§ **Exercise goal**: Can you return all of the rows below word for word, leaving the pictures out?

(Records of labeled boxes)
□ □ □ □
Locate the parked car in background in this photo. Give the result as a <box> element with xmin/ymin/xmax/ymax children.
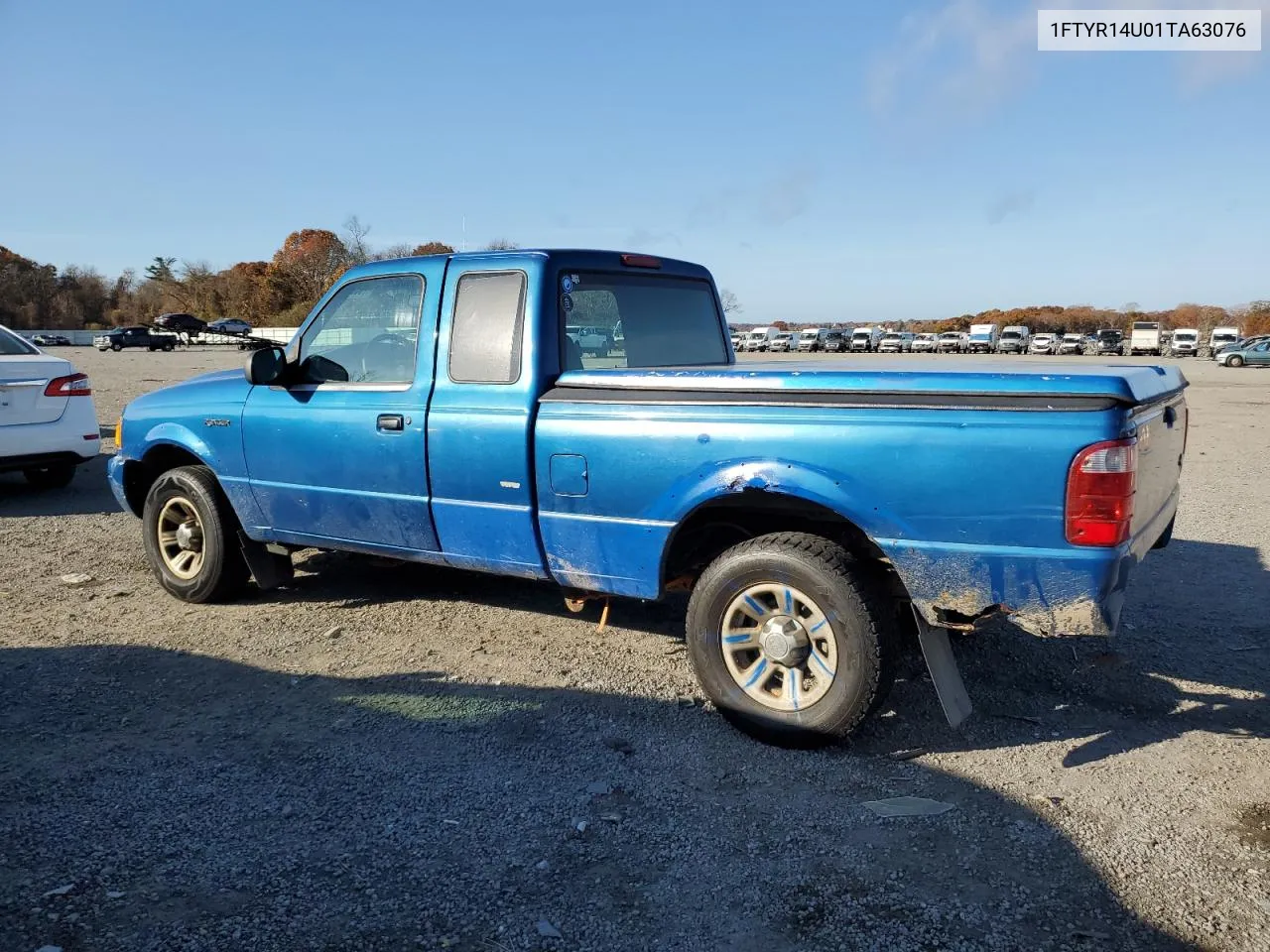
<box><xmin>851</xmin><ymin>327</ymin><xmax>885</xmax><ymax>354</ymax></box>
<box><xmin>1092</xmin><ymin>327</ymin><xmax>1124</xmax><ymax>357</ymax></box>
<box><xmin>745</xmin><ymin>327</ymin><xmax>780</xmax><ymax>353</ymax></box>
<box><xmin>912</xmin><ymin>334</ymin><xmax>940</xmax><ymax>354</ymax></box>
<box><xmin>1128</xmin><ymin>321</ymin><xmax>1165</xmax><ymax>357</ymax></box>
<box><xmin>965</xmin><ymin>323</ymin><xmax>1001</xmax><ymax>354</ymax></box>
<box><xmin>92</xmin><ymin>327</ymin><xmax>179</xmax><ymax>352</ymax></box>
<box><xmin>1169</xmin><ymin>327</ymin><xmax>1199</xmax><ymax>357</ymax></box>
<box><xmin>154</xmin><ymin>313</ymin><xmax>207</xmax><ymax>337</ymax></box>
<box><xmin>1058</xmin><ymin>334</ymin><xmax>1084</xmax><ymax>355</ymax></box>
<box><xmin>0</xmin><ymin>326</ymin><xmax>101</xmax><ymax>489</ymax></box>
<box><xmin>1207</xmin><ymin>327</ymin><xmax>1243</xmax><ymax>358</ymax></box>
<box><xmin>207</xmin><ymin>317</ymin><xmax>251</xmax><ymax>336</ymax></box>
<box><xmin>877</xmin><ymin>330</ymin><xmax>915</xmax><ymax>354</ymax></box>
<box><xmin>798</xmin><ymin>327</ymin><xmax>829</xmax><ymax>354</ymax></box>
<box><xmin>1216</xmin><ymin>336</ymin><xmax>1270</xmax><ymax>367</ymax></box>
<box><xmin>1028</xmin><ymin>334</ymin><xmax>1060</xmax><ymax>354</ymax></box>
<box><xmin>997</xmin><ymin>325</ymin><xmax>1031</xmax><ymax>354</ymax></box>
<box><xmin>767</xmin><ymin>330</ymin><xmax>798</xmax><ymax>354</ymax></box>
<box><xmin>825</xmin><ymin>330</ymin><xmax>851</xmax><ymax>354</ymax></box>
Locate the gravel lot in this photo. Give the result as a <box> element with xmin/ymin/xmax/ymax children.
<box><xmin>0</xmin><ymin>348</ymin><xmax>1270</xmax><ymax>952</ymax></box>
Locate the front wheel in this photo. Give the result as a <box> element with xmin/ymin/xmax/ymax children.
<box><xmin>141</xmin><ymin>466</ymin><xmax>249</xmax><ymax>603</ymax></box>
<box><xmin>687</xmin><ymin>532</ymin><xmax>895</xmax><ymax>747</ymax></box>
□ □ □ □
§ **Finished task**:
Locate the parked car in background in this photo. Give the result as a <box> element with xmin/ymin/xmax/ymax children.
<box><xmin>851</xmin><ymin>327</ymin><xmax>885</xmax><ymax>354</ymax></box>
<box><xmin>1092</xmin><ymin>327</ymin><xmax>1124</xmax><ymax>357</ymax></box>
<box><xmin>745</xmin><ymin>327</ymin><xmax>780</xmax><ymax>353</ymax></box>
<box><xmin>912</xmin><ymin>334</ymin><xmax>940</xmax><ymax>354</ymax></box>
<box><xmin>1128</xmin><ymin>321</ymin><xmax>1165</xmax><ymax>357</ymax></box>
<box><xmin>965</xmin><ymin>323</ymin><xmax>1001</xmax><ymax>354</ymax></box>
<box><xmin>92</xmin><ymin>327</ymin><xmax>179</xmax><ymax>352</ymax></box>
<box><xmin>1169</xmin><ymin>327</ymin><xmax>1199</xmax><ymax>357</ymax></box>
<box><xmin>154</xmin><ymin>313</ymin><xmax>207</xmax><ymax>337</ymax></box>
<box><xmin>1058</xmin><ymin>334</ymin><xmax>1084</xmax><ymax>355</ymax></box>
<box><xmin>0</xmin><ymin>326</ymin><xmax>101</xmax><ymax>489</ymax></box>
<box><xmin>1207</xmin><ymin>327</ymin><xmax>1243</xmax><ymax>358</ymax></box>
<box><xmin>207</xmin><ymin>317</ymin><xmax>251</xmax><ymax>336</ymax></box>
<box><xmin>877</xmin><ymin>330</ymin><xmax>915</xmax><ymax>354</ymax></box>
<box><xmin>798</xmin><ymin>327</ymin><xmax>829</xmax><ymax>354</ymax></box>
<box><xmin>1216</xmin><ymin>336</ymin><xmax>1270</xmax><ymax>367</ymax></box>
<box><xmin>1028</xmin><ymin>334</ymin><xmax>1060</xmax><ymax>354</ymax></box>
<box><xmin>997</xmin><ymin>325</ymin><xmax>1031</xmax><ymax>354</ymax></box>
<box><xmin>767</xmin><ymin>330</ymin><xmax>798</xmax><ymax>354</ymax></box>
<box><xmin>825</xmin><ymin>330</ymin><xmax>851</xmax><ymax>354</ymax></box>
Locate the gravel lot in this photo. Give the result as a <box> element with xmin/ymin/xmax/ymax children.
<box><xmin>0</xmin><ymin>348</ymin><xmax>1270</xmax><ymax>952</ymax></box>
Locate the front wheel in this photo. Give the result as a <box> element with xmin/ymin/xmax/ymax children.
<box><xmin>141</xmin><ymin>466</ymin><xmax>249</xmax><ymax>603</ymax></box>
<box><xmin>687</xmin><ymin>532</ymin><xmax>895</xmax><ymax>747</ymax></box>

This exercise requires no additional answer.